◆ **Activity list**:
- 1) Answer these questions from the Prisma Cloud text:
(a) Who hosts Console?
(b) What must be installed on every host that runs containers?
(c) In Kubernetes and OpenShift clusters, in what form is Defender deployed?
- 2) Continue the text on Prisma Cloud's Console and Defender, starting after its last sentence.

Reading text Start Marker

Prisma Cloud software consists of two components: Console and Defender. Palo Alto Networks hosts Console for you. To secure your environment, deploy Defender to your environment.
Console is Prisma Cloud’s management interface. It lets you define policy and monitor your environment.
Defender protects your environment according to the policies set in Console. There are a number of Defender types, each designed to protect a specific resource type.
The primary concern for most customers getting started with Prisma Cloud is securing their container environment. To do this, install Container Defender on every host that runs containers. Container orchestrators typically provide native capabilities for deploying an agent, such as Defender, to every node in the cluster. Prisma Cloud leverages these capabilities to install Defender. For example, Kubernetes and OpenShift, offer DaemonSets, which guarantee that an agent runs on every node in the cluster. Prisma Cloud Defender, therefore, is deployed in Kubernetes and OpenShift clusters as a DaemonSet.

Reading text End Marker
Provided information Start Marker

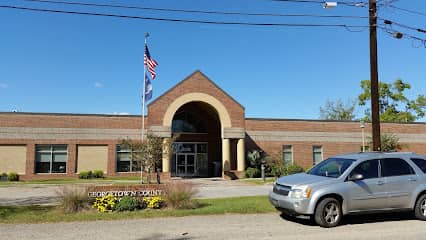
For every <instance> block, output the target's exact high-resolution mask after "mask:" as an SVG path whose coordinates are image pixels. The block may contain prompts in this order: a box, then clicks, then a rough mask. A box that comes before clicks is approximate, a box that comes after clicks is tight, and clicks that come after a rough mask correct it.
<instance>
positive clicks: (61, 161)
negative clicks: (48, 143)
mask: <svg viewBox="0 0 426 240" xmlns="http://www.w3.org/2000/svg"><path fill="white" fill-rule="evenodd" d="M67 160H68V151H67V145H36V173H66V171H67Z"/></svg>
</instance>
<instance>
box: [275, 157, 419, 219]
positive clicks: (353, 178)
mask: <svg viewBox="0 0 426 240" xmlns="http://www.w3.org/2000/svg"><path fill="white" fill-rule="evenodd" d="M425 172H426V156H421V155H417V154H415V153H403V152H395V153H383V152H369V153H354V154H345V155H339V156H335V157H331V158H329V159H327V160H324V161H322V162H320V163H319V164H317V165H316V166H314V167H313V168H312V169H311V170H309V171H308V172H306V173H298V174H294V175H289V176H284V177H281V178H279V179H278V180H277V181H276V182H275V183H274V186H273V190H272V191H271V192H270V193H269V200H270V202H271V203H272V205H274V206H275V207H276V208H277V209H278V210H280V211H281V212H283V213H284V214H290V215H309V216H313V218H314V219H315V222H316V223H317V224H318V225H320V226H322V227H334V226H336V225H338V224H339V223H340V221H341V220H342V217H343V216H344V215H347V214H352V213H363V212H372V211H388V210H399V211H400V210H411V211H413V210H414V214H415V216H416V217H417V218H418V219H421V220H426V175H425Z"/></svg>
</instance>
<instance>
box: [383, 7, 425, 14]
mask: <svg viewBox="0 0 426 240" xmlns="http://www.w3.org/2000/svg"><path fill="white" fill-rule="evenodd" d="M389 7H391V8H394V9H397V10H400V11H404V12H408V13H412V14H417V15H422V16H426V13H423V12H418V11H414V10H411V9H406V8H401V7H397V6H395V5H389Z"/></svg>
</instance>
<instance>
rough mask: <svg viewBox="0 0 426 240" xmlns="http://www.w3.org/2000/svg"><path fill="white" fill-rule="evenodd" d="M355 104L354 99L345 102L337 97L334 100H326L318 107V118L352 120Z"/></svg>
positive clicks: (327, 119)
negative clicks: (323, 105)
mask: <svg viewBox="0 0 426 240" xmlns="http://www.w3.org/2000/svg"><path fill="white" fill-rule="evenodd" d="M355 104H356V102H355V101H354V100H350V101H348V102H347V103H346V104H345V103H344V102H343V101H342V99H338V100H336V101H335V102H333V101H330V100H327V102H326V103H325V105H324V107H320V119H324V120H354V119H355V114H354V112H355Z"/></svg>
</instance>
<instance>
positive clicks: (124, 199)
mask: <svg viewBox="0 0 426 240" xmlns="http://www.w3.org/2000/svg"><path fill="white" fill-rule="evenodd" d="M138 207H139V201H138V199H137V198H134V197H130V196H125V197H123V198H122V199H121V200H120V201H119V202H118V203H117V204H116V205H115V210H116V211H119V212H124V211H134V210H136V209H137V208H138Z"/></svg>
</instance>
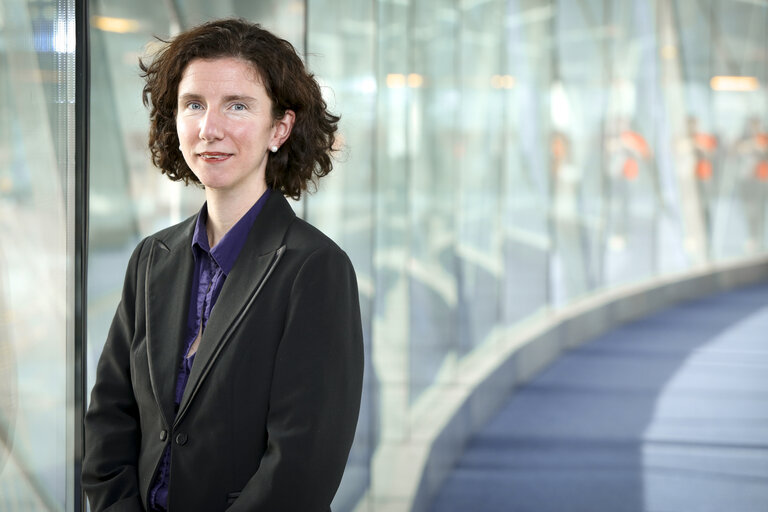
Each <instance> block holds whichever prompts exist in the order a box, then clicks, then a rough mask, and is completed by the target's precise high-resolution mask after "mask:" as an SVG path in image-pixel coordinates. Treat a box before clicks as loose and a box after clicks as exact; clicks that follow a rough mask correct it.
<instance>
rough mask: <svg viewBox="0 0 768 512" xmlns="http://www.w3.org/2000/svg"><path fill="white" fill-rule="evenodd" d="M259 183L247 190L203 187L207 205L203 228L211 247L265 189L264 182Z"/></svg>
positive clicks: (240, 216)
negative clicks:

Provided information End Marker

◆ **Answers to the tasks**:
- 1)
(a) Palo Alto Networks.
(b) Container Defender.
(c) As a DaemonSet.

- 2)
In this section, you’ll find dedicated install guides for all popular container platforms. Each guide shows how to install Prisma Cloud for that given platform.
As you adopt other cloud-native technologies, Prisma Cloud can be extended to protect those environments too. Deploy the Defender type best suited for the job. For example, today you might use Amazon EKS (Kubernetes) clusters to run your apps. This part of your environment would be protected by Container Defender. Later you might adopt AWS Lambda functions. This part of your environment would be secured by Serverless Defender. Extending Prisma Cloud to protect other types of cloud-native technologies calls for deploying the right Defender type.